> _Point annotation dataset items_
--- Start ---
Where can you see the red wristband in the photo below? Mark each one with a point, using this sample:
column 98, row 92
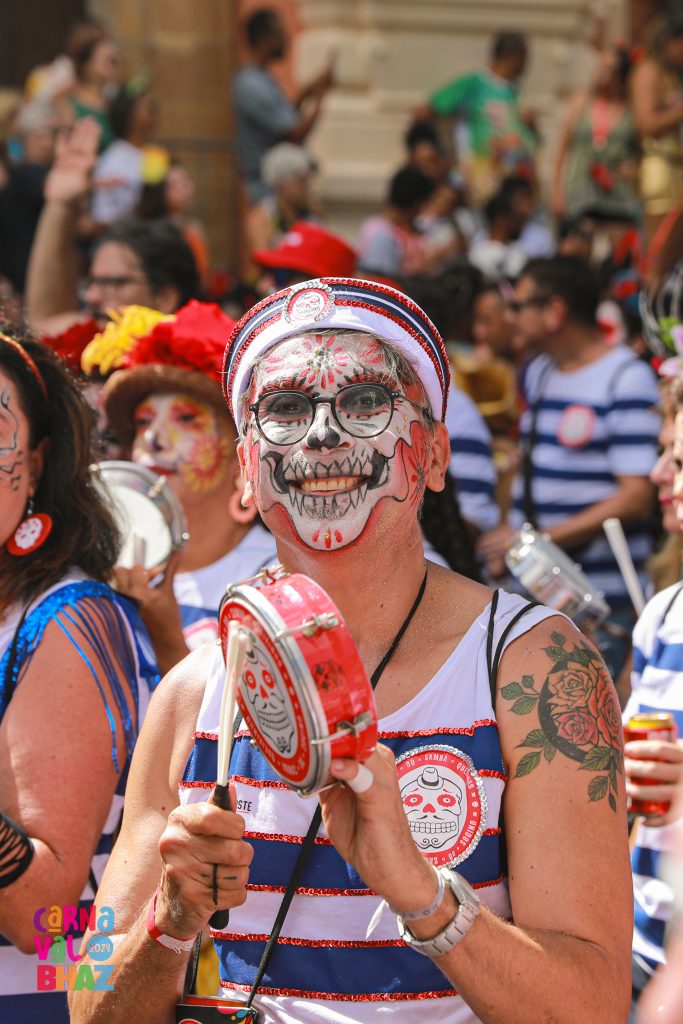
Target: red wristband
column 177, row 945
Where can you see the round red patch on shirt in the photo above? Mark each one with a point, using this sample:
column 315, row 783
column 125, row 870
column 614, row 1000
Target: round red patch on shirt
column 444, row 801
column 577, row 426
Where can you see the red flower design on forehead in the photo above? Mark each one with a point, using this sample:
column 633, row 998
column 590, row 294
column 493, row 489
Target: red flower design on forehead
column 325, row 359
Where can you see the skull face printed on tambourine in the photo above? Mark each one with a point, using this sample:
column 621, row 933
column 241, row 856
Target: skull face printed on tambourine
column 303, row 691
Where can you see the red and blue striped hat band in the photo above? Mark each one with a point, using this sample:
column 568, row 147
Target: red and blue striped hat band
column 329, row 303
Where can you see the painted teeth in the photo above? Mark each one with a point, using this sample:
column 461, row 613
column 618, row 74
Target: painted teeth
column 324, row 486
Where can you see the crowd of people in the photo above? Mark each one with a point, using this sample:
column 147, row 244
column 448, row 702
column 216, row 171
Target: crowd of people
column 491, row 353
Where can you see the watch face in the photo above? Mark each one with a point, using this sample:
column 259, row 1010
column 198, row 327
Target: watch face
column 444, row 802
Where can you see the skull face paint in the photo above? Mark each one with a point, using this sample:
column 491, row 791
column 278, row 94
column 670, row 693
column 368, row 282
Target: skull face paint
column 444, row 802
column 181, row 437
column 433, row 804
column 329, row 483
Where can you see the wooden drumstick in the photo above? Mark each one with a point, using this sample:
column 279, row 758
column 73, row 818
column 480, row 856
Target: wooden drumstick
column 235, row 658
column 617, row 543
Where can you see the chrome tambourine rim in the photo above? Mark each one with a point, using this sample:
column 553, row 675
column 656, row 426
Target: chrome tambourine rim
column 258, row 607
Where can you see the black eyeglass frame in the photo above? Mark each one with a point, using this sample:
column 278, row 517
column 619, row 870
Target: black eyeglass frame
column 331, row 400
column 516, row 305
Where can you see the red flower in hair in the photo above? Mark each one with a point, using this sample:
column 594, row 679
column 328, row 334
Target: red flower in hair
column 194, row 340
column 70, row 344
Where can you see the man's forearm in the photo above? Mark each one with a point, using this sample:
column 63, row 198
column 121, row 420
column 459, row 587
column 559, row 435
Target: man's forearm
column 147, row 982
column 507, row 974
column 51, row 275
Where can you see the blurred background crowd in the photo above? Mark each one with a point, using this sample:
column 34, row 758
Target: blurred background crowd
column 546, row 245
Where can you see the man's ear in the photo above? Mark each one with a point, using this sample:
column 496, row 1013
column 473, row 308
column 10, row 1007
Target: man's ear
column 167, row 298
column 439, row 458
column 247, row 489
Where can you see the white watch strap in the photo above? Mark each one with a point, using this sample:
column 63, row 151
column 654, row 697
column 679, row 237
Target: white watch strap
column 456, row 930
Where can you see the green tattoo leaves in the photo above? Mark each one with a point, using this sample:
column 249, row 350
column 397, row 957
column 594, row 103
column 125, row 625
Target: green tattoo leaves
column 578, row 716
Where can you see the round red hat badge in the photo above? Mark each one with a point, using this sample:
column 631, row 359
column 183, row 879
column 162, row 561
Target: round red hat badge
column 444, row 801
column 309, row 303
column 577, row 426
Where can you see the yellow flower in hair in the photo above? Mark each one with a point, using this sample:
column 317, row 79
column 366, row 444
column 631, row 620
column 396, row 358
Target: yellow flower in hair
column 105, row 351
column 156, row 163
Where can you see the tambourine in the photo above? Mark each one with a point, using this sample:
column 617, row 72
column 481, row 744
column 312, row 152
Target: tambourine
column 303, row 690
column 147, row 513
column 550, row 577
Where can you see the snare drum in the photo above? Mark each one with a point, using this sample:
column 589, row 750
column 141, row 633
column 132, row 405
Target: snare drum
column 146, row 511
column 303, row 692
column 550, row 577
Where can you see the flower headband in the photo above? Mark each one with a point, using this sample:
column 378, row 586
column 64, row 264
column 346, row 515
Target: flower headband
column 38, row 377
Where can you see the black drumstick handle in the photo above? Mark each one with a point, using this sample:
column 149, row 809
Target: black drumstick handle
column 221, row 798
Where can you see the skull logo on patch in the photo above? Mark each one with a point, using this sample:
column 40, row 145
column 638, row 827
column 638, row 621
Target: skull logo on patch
column 444, row 802
column 267, row 698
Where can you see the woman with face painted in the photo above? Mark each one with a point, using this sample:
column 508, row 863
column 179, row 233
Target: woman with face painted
column 656, row 685
column 339, row 391
column 165, row 406
column 76, row 673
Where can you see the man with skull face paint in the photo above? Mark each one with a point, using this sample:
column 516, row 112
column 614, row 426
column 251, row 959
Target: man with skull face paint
column 338, row 388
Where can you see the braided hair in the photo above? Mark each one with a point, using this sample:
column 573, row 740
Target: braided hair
column 444, row 527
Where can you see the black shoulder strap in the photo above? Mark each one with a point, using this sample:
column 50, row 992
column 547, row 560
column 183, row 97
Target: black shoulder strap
column 617, row 374
column 670, row 606
column 13, row 650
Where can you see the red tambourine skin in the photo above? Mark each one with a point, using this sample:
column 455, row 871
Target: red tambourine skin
column 334, row 673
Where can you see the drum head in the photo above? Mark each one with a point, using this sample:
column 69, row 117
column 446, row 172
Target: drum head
column 303, row 692
column 146, row 511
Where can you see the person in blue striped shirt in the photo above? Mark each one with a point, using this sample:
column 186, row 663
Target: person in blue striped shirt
column 656, row 685
column 589, row 436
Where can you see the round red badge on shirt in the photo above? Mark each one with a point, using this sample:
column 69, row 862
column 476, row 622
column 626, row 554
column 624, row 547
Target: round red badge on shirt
column 444, row 801
column 308, row 304
column 577, row 426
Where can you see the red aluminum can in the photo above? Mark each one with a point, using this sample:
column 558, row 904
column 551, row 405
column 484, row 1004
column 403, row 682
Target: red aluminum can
column 650, row 725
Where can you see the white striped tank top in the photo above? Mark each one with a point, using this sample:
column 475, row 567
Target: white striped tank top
column 452, row 773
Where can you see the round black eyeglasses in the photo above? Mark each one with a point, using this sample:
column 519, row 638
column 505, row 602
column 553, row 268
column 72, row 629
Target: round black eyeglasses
column 360, row 410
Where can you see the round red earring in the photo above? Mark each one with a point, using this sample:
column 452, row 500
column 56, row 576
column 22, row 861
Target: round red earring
column 238, row 511
column 31, row 534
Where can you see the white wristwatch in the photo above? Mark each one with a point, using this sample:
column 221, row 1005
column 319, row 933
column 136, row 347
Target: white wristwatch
column 456, row 930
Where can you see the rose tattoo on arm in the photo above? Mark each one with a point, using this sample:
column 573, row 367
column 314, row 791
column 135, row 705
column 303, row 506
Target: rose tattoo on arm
column 578, row 715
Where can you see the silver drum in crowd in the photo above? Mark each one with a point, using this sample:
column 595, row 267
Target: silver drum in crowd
column 553, row 579
column 147, row 513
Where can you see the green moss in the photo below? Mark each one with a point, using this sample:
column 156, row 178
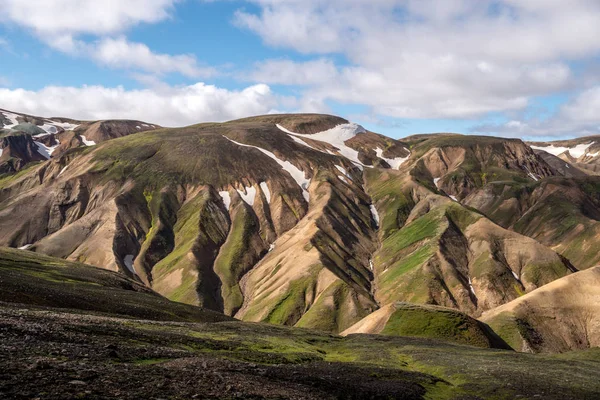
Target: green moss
column 231, row 264
column 436, row 323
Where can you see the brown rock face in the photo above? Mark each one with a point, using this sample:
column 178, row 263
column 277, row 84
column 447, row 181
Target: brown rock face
column 17, row 151
column 269, row 221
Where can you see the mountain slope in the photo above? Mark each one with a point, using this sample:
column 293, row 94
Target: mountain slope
column 405, row 319
column 305, row 220
column 38, row 280
column 557, row 317
column 27, row 139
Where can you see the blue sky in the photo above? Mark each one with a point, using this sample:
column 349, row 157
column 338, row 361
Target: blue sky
column 526, row 68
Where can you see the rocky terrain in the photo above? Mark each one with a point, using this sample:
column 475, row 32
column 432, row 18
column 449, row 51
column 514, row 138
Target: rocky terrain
column 307, row 221
column 155, row 349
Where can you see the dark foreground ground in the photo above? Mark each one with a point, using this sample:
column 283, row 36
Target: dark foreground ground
column 56, row 354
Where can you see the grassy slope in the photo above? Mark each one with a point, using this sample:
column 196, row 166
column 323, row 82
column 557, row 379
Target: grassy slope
column 427, row 321
column 560, row 213
column 252, row 359
column 31, row 278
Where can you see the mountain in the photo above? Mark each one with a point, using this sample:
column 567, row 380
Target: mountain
column 558, row 317
column 583, row 153
column 406, row 319
column 134, row 250
column 38, row 280
column 306, row 220
column 73, row 331
column 26, row 138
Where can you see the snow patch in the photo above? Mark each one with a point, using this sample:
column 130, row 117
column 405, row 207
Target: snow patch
column 575, row 152
column 342, row 170
column 48, row 128
column 375, row 214
column 87, row 142
column 128, row 261
column 343, row 179
column 226, row 199
column 45, row 151
column 531, row 175
column 294, row 137
column 471, row 287
column 248, row 195
column 265, row 188
column 395, row 163
column 336, row 136
column 515, row 275
column 67, row 126
column 12, row 118
column 296, row 173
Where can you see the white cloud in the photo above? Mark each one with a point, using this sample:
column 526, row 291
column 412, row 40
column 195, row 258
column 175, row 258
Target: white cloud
--- End ---
> _Problem requirements_
Starting at the line that has "Where can you see the mountain in" and stopping after the line that has "column 26, row 138", substitute "hill" for "mountain" and leave everything else unchanged. Give back only those lines.

> _Task response_
Where can you see the hill in the photo above? Mark each one with a point, using this sample:
column 567, row 380
Target: hill
column 558, row 317
column 583, row 153
column 406, row 319
column 134, row 250
column 38, row 280
column 306, row 220
column 73, row 331
column 26, row 138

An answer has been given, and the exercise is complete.